## Exercise brief
Please repeat the lines below, exactly and only, from the one that holds "Need: a point on every instance of the black" through the one that holds "[(797, 477)]".

··· Data for this task ···

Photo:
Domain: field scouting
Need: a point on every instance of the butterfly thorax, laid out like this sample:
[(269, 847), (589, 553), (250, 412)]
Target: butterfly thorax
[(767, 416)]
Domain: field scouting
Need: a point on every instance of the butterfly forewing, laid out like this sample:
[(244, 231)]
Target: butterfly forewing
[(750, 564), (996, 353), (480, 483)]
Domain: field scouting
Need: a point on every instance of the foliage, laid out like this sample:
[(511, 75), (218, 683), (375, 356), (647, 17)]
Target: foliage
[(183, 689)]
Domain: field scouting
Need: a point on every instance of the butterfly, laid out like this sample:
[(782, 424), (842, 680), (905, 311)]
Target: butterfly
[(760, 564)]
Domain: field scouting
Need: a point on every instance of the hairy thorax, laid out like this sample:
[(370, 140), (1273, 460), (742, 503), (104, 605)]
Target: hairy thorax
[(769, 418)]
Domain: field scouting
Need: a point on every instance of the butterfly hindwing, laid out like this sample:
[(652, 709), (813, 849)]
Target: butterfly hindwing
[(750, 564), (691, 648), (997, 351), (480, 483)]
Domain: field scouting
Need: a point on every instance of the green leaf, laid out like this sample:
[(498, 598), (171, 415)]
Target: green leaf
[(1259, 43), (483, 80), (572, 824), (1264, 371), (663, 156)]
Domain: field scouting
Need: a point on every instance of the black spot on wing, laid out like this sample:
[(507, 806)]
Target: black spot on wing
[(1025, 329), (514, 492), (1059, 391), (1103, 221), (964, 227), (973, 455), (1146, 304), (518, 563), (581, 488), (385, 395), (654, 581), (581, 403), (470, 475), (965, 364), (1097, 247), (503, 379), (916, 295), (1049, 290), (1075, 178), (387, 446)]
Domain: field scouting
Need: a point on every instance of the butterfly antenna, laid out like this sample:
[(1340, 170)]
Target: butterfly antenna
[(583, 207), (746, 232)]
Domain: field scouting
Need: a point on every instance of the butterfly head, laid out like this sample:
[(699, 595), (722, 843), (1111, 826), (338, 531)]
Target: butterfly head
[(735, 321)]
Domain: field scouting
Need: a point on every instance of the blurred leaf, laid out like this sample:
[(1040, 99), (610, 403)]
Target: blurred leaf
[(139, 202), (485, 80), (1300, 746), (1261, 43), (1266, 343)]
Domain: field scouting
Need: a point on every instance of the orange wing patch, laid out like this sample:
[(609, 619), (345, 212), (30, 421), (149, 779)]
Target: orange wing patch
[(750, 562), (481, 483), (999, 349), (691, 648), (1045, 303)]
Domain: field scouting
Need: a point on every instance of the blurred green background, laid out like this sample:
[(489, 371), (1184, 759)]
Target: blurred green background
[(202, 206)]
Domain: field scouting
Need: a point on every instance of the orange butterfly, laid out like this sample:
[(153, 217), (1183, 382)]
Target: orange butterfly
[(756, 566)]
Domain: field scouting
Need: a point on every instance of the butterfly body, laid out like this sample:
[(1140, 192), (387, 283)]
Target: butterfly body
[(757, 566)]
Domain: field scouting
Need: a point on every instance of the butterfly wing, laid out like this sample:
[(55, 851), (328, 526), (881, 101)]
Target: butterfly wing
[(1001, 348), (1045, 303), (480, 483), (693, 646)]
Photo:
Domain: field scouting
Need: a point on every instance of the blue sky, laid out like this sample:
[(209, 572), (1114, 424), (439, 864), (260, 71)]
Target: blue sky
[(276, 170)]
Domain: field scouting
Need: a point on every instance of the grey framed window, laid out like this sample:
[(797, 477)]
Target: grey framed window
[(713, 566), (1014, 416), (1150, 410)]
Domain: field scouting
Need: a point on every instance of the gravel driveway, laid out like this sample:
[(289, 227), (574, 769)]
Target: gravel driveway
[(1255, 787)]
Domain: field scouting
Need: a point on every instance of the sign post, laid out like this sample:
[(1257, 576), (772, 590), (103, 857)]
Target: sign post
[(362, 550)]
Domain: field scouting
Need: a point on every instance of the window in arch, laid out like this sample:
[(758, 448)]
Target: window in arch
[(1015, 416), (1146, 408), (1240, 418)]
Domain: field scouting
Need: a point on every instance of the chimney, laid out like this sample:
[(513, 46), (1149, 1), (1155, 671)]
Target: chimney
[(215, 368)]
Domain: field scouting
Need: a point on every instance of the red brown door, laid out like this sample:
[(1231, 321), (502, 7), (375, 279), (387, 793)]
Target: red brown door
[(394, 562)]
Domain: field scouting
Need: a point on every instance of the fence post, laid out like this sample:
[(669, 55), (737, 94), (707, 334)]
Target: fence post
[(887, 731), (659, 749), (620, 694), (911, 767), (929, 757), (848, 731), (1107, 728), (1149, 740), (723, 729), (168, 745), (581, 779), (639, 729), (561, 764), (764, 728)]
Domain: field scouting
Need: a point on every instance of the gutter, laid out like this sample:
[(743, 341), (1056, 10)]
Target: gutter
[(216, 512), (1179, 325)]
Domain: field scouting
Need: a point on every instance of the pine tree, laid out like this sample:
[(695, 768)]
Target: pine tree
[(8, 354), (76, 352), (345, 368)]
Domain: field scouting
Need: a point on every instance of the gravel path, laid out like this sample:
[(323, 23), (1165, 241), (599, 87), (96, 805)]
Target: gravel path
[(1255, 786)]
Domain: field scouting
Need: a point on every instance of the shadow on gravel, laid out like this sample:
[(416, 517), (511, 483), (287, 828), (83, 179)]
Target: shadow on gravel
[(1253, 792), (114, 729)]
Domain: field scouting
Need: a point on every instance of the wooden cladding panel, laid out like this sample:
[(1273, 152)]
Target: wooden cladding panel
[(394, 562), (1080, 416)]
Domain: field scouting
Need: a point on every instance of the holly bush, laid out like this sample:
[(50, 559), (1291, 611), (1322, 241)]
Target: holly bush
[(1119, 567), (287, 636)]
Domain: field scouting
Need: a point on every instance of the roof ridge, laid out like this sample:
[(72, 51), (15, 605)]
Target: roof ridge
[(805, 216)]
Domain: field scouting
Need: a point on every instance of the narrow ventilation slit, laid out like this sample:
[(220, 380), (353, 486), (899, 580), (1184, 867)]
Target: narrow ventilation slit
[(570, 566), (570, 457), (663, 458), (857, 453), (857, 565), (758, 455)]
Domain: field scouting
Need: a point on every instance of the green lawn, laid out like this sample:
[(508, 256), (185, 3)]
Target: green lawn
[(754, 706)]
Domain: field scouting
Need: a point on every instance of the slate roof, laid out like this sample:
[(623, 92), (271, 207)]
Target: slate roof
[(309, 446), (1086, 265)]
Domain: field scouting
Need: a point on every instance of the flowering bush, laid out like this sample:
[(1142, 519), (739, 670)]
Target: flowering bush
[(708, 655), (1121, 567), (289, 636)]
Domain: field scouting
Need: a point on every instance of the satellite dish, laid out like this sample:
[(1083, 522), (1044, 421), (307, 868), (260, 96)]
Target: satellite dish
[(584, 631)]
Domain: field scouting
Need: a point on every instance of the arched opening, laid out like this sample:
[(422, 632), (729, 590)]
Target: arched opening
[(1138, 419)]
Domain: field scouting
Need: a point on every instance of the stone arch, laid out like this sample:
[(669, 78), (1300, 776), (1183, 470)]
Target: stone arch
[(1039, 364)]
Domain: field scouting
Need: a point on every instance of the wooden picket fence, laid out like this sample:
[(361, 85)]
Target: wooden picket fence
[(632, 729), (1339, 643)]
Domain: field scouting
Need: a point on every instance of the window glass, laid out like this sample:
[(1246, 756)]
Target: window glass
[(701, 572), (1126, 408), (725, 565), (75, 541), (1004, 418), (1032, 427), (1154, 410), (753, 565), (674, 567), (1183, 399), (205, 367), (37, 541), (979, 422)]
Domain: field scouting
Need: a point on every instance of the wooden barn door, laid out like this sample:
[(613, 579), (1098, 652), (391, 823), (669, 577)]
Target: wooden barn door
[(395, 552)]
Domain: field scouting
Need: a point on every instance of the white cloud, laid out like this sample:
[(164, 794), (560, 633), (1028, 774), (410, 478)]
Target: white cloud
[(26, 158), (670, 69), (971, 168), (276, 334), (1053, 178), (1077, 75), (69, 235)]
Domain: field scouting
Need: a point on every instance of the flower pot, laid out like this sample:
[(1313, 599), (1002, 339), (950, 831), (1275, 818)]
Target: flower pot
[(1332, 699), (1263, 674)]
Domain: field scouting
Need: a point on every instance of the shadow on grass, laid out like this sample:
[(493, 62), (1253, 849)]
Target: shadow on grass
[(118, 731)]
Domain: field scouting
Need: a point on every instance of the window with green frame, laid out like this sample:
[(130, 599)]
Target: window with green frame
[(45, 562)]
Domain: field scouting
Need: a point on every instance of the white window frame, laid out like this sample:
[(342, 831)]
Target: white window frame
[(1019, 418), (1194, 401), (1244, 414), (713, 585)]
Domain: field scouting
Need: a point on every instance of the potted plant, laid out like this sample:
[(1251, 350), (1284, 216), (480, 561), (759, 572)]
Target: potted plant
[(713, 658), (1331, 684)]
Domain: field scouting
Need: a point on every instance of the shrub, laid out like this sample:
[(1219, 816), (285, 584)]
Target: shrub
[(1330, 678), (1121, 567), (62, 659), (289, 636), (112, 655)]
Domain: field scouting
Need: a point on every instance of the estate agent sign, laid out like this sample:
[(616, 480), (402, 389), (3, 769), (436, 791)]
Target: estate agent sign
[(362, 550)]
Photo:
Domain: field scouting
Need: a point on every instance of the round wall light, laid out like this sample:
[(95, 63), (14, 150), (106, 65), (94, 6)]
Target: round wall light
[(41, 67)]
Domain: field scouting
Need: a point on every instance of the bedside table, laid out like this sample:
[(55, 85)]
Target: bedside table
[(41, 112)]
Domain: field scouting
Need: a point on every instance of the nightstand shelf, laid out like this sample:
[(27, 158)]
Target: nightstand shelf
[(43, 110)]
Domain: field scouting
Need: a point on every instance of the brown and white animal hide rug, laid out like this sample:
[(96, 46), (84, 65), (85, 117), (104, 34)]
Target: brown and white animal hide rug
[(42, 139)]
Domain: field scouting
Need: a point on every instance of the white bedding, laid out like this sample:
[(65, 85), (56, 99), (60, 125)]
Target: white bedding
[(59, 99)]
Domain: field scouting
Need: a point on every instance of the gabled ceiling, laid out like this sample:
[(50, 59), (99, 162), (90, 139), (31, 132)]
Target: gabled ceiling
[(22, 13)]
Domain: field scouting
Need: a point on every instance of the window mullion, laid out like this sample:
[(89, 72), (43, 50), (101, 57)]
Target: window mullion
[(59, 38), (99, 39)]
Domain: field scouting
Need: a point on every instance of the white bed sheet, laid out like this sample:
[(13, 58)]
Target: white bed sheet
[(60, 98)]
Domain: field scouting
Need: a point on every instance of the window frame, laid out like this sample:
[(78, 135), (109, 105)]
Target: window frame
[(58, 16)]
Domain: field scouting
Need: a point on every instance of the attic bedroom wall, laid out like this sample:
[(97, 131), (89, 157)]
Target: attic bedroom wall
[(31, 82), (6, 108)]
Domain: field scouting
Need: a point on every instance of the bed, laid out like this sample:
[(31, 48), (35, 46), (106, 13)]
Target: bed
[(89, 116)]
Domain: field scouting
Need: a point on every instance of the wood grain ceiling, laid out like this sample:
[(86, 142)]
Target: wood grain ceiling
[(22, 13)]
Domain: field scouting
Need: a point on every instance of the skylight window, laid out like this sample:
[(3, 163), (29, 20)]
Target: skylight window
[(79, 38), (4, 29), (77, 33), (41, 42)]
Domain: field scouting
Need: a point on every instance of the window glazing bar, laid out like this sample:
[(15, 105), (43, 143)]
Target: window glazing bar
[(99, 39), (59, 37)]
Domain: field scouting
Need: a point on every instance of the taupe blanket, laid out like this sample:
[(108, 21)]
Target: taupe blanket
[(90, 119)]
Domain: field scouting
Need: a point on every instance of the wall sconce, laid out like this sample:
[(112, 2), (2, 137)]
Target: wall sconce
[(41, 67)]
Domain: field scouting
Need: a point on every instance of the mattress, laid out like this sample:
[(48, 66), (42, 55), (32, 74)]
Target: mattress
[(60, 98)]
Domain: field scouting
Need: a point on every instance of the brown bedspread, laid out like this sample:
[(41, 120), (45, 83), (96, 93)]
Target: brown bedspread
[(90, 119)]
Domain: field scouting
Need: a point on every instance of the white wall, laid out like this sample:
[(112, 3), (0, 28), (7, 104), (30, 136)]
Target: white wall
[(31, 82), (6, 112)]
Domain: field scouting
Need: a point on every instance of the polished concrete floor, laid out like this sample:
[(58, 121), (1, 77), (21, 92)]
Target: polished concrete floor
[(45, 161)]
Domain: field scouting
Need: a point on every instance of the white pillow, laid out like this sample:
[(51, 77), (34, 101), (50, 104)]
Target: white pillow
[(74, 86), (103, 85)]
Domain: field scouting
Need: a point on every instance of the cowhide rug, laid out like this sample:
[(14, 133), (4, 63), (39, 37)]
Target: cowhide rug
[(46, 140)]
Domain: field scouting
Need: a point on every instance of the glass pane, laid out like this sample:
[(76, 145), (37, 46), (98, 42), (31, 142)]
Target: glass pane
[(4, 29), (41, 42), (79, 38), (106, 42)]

···

## Solution to this problem
Need: a point on every instance of the black spot on wing, laid out like this sample:
[(507, 806)]
Target: black spot on wing
[(1025, 329), (514, 492), (1059, 391), (1103, 221), (964, 227), (973, 455), (1146, 304), (518, 563), (581, 488), (385, 395), (654, 581), (581, 403), (470, 475), (965, 364), (1097, 247), (503, 379), (916, 295), (1049, 290), (1075, 178), (387, 446)]
Domain: field scouting
Need: a point on every instance of the butterfly antenna, laid out like this sample:
[(1340, 170)]
Target: butterfly antenna
[(583, 207), (746, 232)]
Domain: field scouting
Need: a point on every instance of the butterfly head, laid out like this sample:
[(699, 595), (722, 843), (1111, 826), (338, 531)]
Target: butterfly head
[(735, 321)]
Domain: field scouting
Need: a point on every instance of the blurred leaf, laid out like this sample:
[(1040, 99), (610, 403)]
Target: blurred leaf
[(139, 202), (485, 80), (1300, 746), (1261, 43), (1266, 343)]
Domain: field scouting
Need: a point on every instance of the orange wing patch, laid out like this sample:
[(609, 619), (345, 212), (30, 421), (149, 779)]
Target: orange wing patch
[(750, 562), (481, 483), (999, 349), (691, 648), (1045, 303)]
Domain: field scouting
Need: a point on every instance of the blurred green background, laid out like this sample:
[(489, 371), (1184, 759)]
Target: blurred green background
[(202, 206)]
Domain: field scouting
Need: a point on every instance of the orange butterfly, laid out like this sample:
[(153, 217), (1183, 382)]
Target: orange butterfly
[(756, 566)]
Domain: field scouting
Need: a point on every instance of the butterfly body, laid out like this sample:
[(1140, 192), (387, 283)]
Target: butterfly body
[(757, 566)]
Domain: field scouting
Need: a point on every instance of the butterfly wing, laid out like this sample:
[(55, 851), (328, 526), (881, 101)]
Target: butterfly wing
[(1001, 348), (1045, 303), (480, 483), (693, 646)]
Photo:
Domain: field scouting
Need: a point on every instance of the blue sky, laid out like this sample:
[(209, 572), (1114, 424), (439, 864), (260, 71)]
Target: blue sky
[(276, 170)]
Domain: field scouting
Need: a point on every instance of the grey framed window, laid out like this sample:
[(797, 477)]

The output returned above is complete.